— BEGIN DATA EXTRACT —
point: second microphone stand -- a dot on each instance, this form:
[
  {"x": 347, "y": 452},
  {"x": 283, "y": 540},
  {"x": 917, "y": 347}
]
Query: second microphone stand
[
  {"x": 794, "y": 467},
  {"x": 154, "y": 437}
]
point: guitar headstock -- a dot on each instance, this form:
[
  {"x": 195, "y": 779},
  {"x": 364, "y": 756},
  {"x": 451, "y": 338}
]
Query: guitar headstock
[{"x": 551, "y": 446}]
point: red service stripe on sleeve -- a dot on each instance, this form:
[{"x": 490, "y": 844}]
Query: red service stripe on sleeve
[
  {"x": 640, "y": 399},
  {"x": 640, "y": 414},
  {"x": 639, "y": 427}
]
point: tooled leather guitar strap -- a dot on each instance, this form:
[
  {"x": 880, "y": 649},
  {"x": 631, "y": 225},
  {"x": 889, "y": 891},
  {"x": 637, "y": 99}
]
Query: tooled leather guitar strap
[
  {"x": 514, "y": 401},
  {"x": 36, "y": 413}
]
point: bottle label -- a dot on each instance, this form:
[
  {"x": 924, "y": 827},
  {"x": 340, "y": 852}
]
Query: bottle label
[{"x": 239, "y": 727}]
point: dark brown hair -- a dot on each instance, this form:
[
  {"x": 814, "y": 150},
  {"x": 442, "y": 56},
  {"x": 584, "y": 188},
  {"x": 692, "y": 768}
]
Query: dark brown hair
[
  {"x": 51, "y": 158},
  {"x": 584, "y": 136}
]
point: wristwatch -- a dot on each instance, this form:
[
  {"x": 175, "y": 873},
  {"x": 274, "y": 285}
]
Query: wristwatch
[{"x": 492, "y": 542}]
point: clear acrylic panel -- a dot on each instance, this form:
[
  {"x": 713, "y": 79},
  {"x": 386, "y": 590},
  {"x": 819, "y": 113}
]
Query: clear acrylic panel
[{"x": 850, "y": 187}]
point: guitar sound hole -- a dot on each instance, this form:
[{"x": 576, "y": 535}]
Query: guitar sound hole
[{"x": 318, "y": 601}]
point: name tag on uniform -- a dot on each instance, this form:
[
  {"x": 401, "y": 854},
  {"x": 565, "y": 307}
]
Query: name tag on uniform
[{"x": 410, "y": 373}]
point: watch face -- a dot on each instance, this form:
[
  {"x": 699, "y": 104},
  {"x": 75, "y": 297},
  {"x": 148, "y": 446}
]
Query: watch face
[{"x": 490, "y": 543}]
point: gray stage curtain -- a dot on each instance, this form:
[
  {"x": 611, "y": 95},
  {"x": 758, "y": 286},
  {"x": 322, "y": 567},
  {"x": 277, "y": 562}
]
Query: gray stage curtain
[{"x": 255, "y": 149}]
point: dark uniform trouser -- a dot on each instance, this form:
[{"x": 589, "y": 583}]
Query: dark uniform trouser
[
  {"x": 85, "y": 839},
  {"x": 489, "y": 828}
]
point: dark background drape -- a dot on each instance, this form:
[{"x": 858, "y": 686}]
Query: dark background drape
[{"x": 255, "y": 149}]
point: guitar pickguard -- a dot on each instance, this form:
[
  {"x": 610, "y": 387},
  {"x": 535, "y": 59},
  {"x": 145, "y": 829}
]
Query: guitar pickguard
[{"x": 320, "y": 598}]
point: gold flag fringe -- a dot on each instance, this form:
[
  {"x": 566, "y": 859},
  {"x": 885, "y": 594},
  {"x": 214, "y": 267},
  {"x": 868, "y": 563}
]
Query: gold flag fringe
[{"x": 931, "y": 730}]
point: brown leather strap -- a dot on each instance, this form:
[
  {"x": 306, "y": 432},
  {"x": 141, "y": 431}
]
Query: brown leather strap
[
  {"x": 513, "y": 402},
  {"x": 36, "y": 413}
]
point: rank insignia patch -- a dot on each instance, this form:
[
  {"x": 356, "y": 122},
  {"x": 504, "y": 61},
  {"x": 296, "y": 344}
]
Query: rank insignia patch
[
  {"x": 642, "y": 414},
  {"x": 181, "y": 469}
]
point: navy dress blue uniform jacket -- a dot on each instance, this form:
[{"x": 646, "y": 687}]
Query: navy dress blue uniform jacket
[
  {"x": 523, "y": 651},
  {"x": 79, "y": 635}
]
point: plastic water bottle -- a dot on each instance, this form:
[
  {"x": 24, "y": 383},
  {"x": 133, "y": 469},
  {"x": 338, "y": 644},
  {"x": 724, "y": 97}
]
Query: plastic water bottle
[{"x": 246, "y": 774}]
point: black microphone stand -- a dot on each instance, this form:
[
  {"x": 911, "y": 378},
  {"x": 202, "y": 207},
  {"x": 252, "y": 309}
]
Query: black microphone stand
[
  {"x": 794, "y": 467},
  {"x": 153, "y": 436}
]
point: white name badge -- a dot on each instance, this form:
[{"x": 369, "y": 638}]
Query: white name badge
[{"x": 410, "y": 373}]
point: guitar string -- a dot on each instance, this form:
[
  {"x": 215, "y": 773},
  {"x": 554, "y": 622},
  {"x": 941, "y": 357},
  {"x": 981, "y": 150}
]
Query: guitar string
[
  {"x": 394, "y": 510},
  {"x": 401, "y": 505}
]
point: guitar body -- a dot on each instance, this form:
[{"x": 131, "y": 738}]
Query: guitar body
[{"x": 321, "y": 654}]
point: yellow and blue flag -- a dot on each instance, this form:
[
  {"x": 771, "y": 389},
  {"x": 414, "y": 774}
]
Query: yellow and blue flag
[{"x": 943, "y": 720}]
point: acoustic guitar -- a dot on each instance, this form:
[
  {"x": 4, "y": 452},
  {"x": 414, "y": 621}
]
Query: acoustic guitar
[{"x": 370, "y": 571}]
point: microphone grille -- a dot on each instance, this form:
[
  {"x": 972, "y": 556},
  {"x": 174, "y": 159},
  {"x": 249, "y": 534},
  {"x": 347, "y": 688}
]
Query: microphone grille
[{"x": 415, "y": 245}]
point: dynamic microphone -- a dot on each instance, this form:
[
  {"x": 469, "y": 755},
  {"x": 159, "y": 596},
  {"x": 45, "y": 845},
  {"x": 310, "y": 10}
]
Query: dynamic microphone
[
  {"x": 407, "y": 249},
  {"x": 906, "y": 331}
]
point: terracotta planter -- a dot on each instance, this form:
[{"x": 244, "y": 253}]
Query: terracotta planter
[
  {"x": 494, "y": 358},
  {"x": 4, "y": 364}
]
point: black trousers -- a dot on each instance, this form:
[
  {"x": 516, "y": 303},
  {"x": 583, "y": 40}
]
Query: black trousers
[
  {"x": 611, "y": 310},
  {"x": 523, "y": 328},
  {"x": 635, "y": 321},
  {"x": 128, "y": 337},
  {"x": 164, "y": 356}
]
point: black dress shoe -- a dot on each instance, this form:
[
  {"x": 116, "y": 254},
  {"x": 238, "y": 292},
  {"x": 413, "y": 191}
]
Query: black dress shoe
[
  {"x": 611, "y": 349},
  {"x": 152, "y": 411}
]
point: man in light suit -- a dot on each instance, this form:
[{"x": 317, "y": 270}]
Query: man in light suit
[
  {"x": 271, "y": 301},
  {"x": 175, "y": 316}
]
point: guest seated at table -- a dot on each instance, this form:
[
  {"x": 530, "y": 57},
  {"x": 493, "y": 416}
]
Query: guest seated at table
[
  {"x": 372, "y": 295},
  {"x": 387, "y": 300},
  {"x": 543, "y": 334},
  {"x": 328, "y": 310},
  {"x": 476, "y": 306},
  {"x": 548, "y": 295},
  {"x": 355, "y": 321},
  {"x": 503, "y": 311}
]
— END DATA EXTRACT —
| YOUR GOAL |
Reproduce nothing but the lines from the line containing "point: terracotta planter" to the last line of the data, each exactly as written.

| TASK SOLUTION |
point: terracotta planter -- a dot on each instance, this form:
[{"x": 244, "y": 253}]
Query: terracotta planter
[
  {"x": 494, "y": 358},
  {"x": 4, "y": 364}
]
point: black trousers -- a dot on each instance, this form:
[
  {"x": 516, "y": 303},
  {"x": 583, "y": 40}
]
Query: black trousers
[
  {"x": 611, "y": 310},
  {"x": 523, "y": 328},
  {"x": 635, "y": 321},
  {"x": 128, "y": 337},
  {"x": 164, "y": 356}
]
point: black dress shoe -- a dot on each instance, this form:
[
  {"x": 116, "y": 254},
  {"x": 238, "y": 292},
  {"x": 413, "y": 191}
]
Query: black dress shoe
[
  {"x": 611, "y": 349},
  {"x": 152, "y": 411}
]
point: man in light suit -- a dot on each instance, this form:
[{"x": 317, "y": 270}]
Query: man in light suit
[
  {"x": 271, "y": 301},
  {"x": 175, "y": 316}
]
point: guest seated at table -- a dot on each instance, this form:
[
  {"x": 530, "y": 57},
  {"x": 493, "y": 416}
]
Query: guest seated at table
[
  {"x": 372, "y": 295},
  {"x": 387, "y": 300},
  {"x": 543, "y": 334},
  {"x": 328, "y": 310},
  {"x": 476, "y": 306},
  {"x": 548, "y": 295},
  {"x": 355, "y": 321},
  {"x": 503, "y": 311}
]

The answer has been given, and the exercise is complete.